Rescale the lines between the one holding "If you could drop a marker on the side" and the one holding "Target: rear window glass", inclusive, by repeating each line and multiplying every answer coordinate by 1.7, rounded to whole numbers with halves going up. Keep every other line, including the sample coordinates, unchanged.
====== RECORDS FOR PROCESSING
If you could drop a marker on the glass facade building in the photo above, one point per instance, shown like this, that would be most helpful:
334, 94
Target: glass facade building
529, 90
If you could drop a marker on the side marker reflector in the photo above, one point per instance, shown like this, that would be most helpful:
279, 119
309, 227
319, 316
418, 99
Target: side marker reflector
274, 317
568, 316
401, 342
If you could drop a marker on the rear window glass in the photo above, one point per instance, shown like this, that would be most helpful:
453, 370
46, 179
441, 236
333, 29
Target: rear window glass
============
====== RECORDS FOR PROCESSING
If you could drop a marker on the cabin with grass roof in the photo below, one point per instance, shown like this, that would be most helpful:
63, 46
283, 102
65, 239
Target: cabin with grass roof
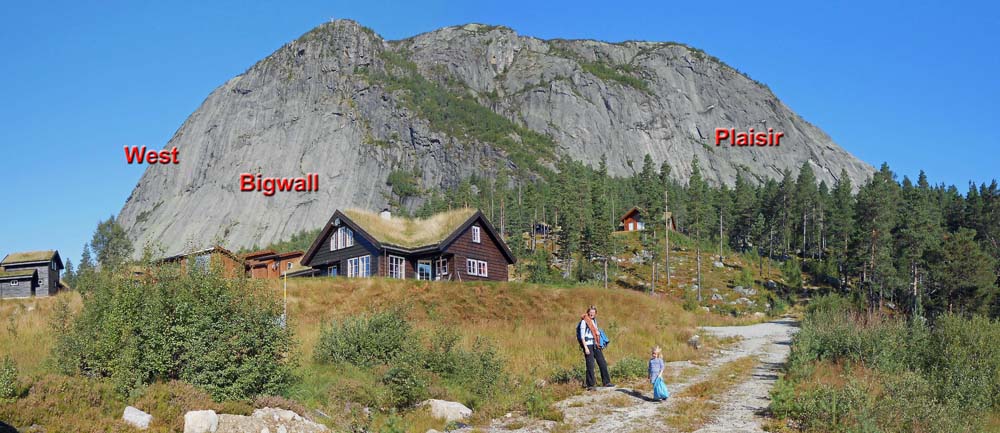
============
====== RECORDS FOR PROCESSING
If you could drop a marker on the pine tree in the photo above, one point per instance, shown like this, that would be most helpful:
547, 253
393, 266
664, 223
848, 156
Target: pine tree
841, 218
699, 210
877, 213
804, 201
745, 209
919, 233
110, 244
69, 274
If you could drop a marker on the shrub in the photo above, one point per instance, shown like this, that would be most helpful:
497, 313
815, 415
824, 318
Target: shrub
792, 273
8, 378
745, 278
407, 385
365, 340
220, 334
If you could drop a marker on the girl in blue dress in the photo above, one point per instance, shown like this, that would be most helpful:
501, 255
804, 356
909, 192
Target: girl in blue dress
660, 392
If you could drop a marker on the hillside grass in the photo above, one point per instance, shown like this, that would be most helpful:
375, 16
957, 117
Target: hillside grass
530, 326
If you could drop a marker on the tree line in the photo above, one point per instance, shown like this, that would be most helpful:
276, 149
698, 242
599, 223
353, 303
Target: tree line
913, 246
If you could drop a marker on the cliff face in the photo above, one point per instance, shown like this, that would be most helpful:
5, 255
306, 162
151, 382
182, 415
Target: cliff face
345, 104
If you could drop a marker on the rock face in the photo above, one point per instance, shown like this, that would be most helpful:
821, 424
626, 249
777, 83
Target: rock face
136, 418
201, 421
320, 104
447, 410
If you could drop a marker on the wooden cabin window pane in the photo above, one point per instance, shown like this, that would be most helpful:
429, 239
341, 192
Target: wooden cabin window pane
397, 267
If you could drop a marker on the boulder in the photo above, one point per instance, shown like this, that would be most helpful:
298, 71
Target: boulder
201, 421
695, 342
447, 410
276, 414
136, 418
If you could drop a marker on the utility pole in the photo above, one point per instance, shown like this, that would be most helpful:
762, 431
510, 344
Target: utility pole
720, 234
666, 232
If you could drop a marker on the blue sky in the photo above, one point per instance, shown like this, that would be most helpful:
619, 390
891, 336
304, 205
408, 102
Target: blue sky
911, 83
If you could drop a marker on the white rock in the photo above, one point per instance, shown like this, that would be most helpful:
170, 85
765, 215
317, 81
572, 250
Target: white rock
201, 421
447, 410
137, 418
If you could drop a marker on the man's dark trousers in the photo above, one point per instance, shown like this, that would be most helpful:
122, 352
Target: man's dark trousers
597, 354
============
▶ **SOLVED EXERCISE**
If you could drop a marker on the side marker reflector in the photo above, one point per instance, shown like this, that would be most helpful:
279, 119
309, 227
319, 316
418, 99
Target: side marker reflector
466, 539
966, 537
682, 581
If you could drop a marker on the rear window glass in the photo above, one point per instance, shown like this, that would be most helpful:
453, 370
46, 179
441, 236
333, 29
Target: rear window glass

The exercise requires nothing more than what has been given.